### What needs to be done
Print every entry exactly as written and exclude all images.

### Source material
+===+

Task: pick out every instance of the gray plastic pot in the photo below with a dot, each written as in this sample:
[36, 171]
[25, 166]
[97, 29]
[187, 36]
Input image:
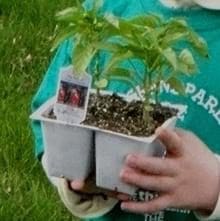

+===+

### Completed task
Task: pick out every instance of the gray plastic pot in the photo below with a dot, each written as in this sample:
[36, 171]
[25, 166]
[97, 29]
[187, 36]
Input image:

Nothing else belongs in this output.